_Extrait de texte_
────
Je rêvais que je dormais
Je rêvais que je dormais.
Naturellement, je ne me laissais pas prendre,
sachant que j’étais éveillé
jusqu’au moment où, me réveillant
je me rappelai que je dormais.
Naturellement, je ne me laissais pas prendre,
jusqu’au moment où m’endormant,
je me rappelai que je venais de me réveiller
d’un sommeil où je rêvais que je dormais.
Naturellement, je ne me laissais pas prendre,
jusqu’au moment où, perdant toute foi,
je me mis à me mordre les doigts de rage
me demandant malgré la souffrance grandissante
si je me mordais réellement les doigts
ou si seulement je rêvais que je me mordais les doigts
de ne pas savoir si j’étais éveillé ou endormi
et rêvant que j’étais désespéré de ne pas savoir
si je dormais, ou si seulement je…
et me demandant si…
Henri MICHAUX
La nuit remue
Eugène DELACROIX
Le Tasse dans la maison des fous
Torquato Tasso, connu en français sous l'appellation le Tasse (en italien, il Tasso), est un poète italien, né le 11 mars 1544 à Sorrente (région de Campanie, Italie), mort le 25 avril 1595 à Rome passé à la postérité pour son immortelle épopée, La Gerusalemme liberata (La Jérusalem délivrée, 1580), où il dépeint une version très romancée des combats qui opposèrent les Chrétiens aux Musulmans à la fin de la Première Croisade, au cours du siège de Jérusalem.
────
_Matériel d'étude_
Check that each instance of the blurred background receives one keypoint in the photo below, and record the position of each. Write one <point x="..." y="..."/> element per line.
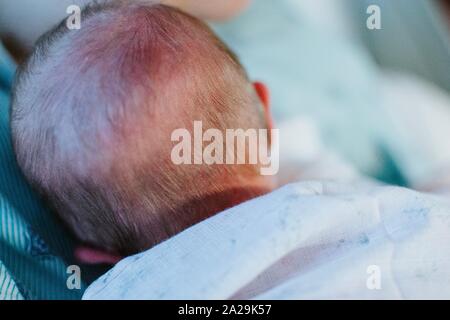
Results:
<point x="376" y="98"/>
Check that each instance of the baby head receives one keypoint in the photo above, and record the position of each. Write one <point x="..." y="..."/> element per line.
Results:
<point x="93" y="111"/>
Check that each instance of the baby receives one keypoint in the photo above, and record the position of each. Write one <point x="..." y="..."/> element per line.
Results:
<point x="92" y="115"/>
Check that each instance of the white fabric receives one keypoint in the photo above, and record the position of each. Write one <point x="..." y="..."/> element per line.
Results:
<point x="305" y="240"/>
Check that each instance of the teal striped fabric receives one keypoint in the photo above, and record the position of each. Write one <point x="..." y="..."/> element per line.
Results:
<point x="35" y="251"/>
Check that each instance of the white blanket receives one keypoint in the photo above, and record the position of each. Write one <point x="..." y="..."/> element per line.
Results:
<point x="306" y="240"/>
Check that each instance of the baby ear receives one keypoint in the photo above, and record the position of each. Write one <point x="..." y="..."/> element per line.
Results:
<point x="88" y="255"/>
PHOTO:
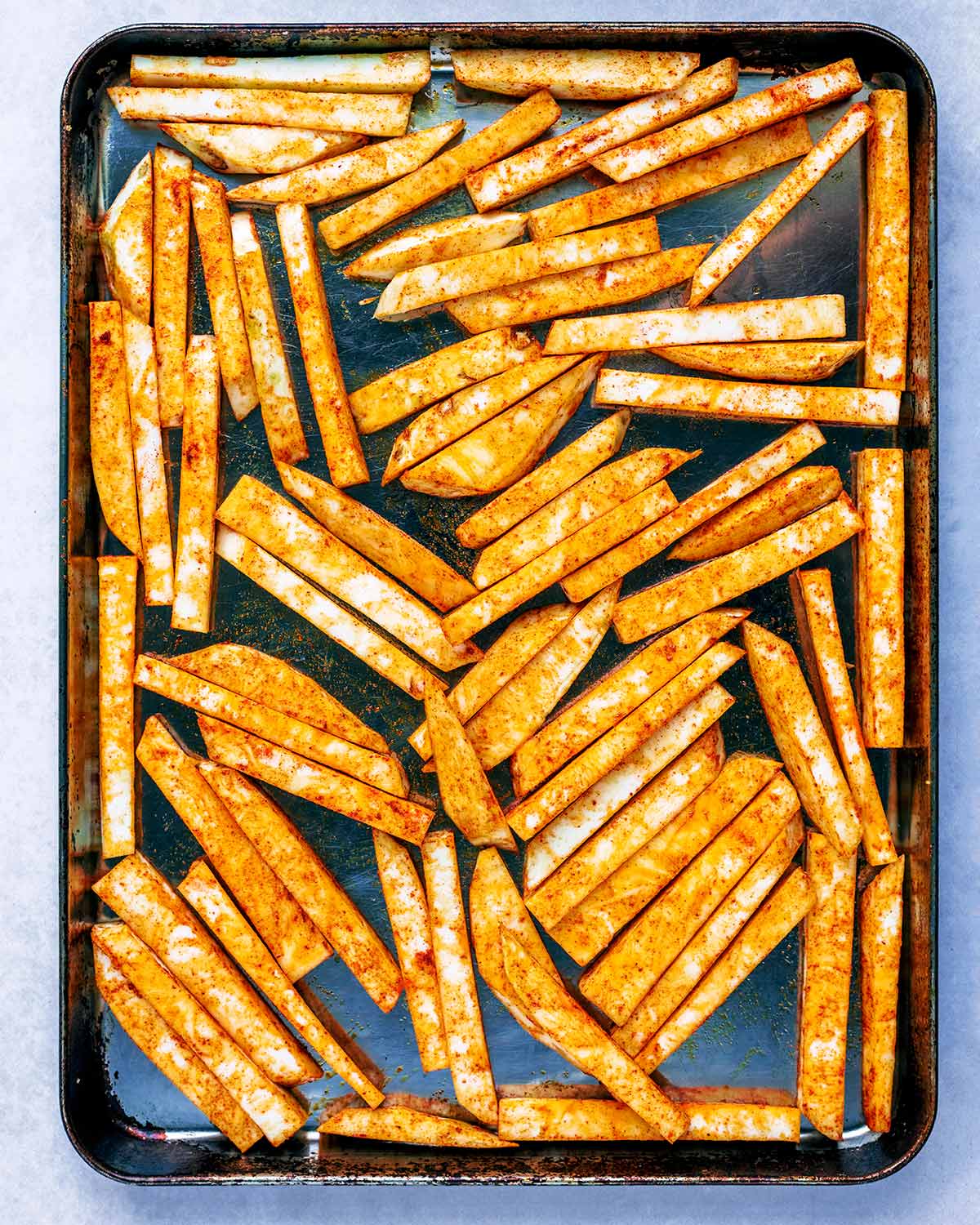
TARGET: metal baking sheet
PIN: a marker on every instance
(119, 1111)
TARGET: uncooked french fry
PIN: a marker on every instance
(470, 1058)
(725, 578)
(880, 595)
(881, 953)
(779, 501)
(467, 795)
(323, 374)
(411, 926)
(110, 426)
(659, 189)
(408, 389)
(560, 156)
(274, 379)
(172, 235)
(778, 318)
(445, 172)
(127, 242)
(887, 250)
(598, 75)
(379, 539)
(203, 889)
(118, 580)
(157, 914)
(823, 654)
(309, 881)
(348, 174)
(747, 114)
(801, 737)
(313, 782)
(435, 242)
(505, 448)
(301, 541)
(767, 215)
(194, 566)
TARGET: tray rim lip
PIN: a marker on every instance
(438, 29)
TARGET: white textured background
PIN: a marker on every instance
(41, 1176)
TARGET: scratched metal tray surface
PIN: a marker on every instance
(119, 1111)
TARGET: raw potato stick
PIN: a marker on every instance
(730, 576)
(767, 215)
(304, 875)
(445, 172)
(880, 595)
(825, 987)
(172, 235)
(408, 914)
(110, 426)
(798, 96)
(887, 252)
(323, 374)
(118, 581)
(470, 1058)
(194, 568)
(274, 379)
(213, 228)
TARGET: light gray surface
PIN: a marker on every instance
(41, 1176)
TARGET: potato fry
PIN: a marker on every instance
(778, 318)
(801, 737)
(798, 96)
(408, 389)
(767, 215)
(274, 379)
(603, 284)
(745, 477)
(470, 1058)
(505, 448)
(309, 881)
(786, 906)
(553, 844)
(256, 149)
(823, 656)
(725, 578)
(435, 242)
(880, 597)
(323, 374)
(881, 952)
(118, 581)
(332, 619)
(467, 795)
(194, 566)
(825, 987)
(778, 362)
(379, 539)
(774, 505)
(203, 889)
(168, 1051)
(598, 75)
(636, 960)
(887, 250)
(172, 235)
(348, 174)
(127, 242)
(110, 428)
(310, 781)
(693, 176)
(156, 913)
(408, 913)
(299, 541)
(445, 172)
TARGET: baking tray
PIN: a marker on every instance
(122, 1117)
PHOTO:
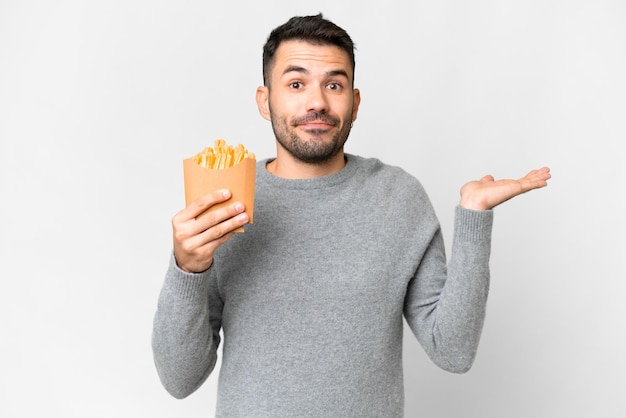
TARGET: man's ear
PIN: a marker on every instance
(357, 101)
(262, 102)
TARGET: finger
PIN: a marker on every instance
(221, 231)
(202, 204)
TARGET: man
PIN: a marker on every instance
(311, 298)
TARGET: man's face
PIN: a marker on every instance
(311, 101)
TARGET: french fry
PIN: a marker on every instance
(222, 155)
(222, 167)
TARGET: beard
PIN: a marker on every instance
(313, 149)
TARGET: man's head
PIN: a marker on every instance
(312, 29)
(308, 92)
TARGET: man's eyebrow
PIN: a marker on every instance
(295, 69)
(302, 70)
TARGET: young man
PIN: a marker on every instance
(311, 298)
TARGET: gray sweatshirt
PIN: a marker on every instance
(311, 297)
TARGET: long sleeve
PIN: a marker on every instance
(185, 337)
(445, 305)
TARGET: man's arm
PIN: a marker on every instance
(445, 304)
(186, 329)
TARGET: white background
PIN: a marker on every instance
(100, 102)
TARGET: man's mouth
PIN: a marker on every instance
(315, 120)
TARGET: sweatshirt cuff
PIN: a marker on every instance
(473, 225)
(186, 285)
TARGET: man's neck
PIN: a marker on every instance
(285, 166)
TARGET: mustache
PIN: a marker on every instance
(314, 117)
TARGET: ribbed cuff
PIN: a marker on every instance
(186, 285)
(473, 225)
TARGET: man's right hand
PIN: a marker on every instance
(197, 237)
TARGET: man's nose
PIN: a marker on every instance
(316, 99)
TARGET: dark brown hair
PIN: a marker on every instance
(313, 29)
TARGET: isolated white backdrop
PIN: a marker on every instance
(100, 101)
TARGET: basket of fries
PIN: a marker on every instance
(221, 167)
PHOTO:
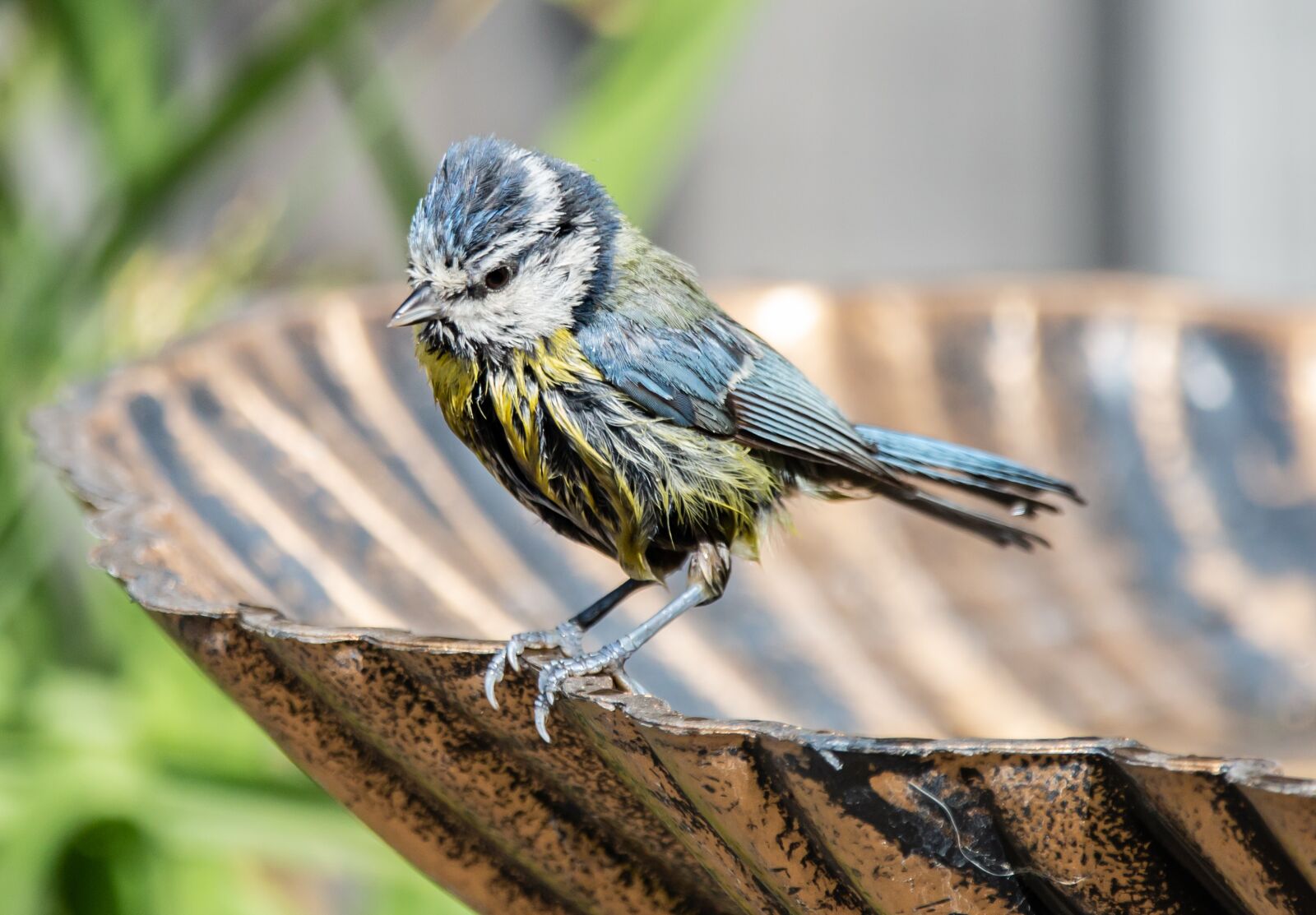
────
Poursuivez l'extrait de texte, celui qui s'achève sur le Tasse, en écrivant la suite à partir de sa dernière phrase. Les lignes ne jouent aucun rôle ici.

_Zone de réponse_
Atteint vers 30 ans d'une maladie mentale, il mourut alors que le pape allait le couronner « Roi des poètes ». Jusqu'au début du XIXe siècle, Le Tasse fut l'un des poètes les plus lus en Europe : Jean-Jacques Rousseau fut un de ses admirateurs ; il aimait lire et relire Le Tasse, dont il cite un vers dans Les Rêveries du promeneur solitaire. Auguste Comte en fit le représentant de la littérature épique moderne dans son calendrier positiviste, et Simone Weil voyait dans La Jérusalem Délivrée l'une des plus hautes expressions de l'espérance chrétienne.